Problem description:
Give back each entry unchanged, minus pictures.

[Provided records start]

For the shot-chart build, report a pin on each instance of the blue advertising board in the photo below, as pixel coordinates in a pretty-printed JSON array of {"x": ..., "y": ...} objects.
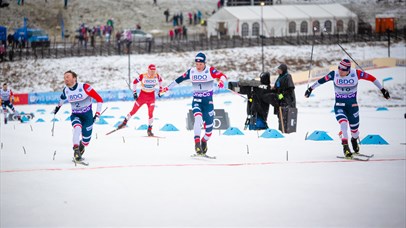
[
  {"x": 112, "y": 95},
  {"x": 3, "y": 33}
]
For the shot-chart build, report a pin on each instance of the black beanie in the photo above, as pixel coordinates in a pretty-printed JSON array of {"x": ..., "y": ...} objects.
[{"x": 283, "y": 68}]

[Provided records end]

Answer for this exercise:
For the shot-chart build, report a pin on each instance of the blue advertising board in the photo below, as pixel coordinates in a pretty-printed JSON array of {"x": ..., "y": ...} objects.
[
  {"x": 112, "y": 95},
  {"x": 3, "y": 33}
]
For the shot-chart build, report a pin on each instance of the black beanie in the photo above, as pixel coordinates in a pretty-printed JSON array of {"x": ..., "y": ...} objects.
[{"x": 283, "y": 68}]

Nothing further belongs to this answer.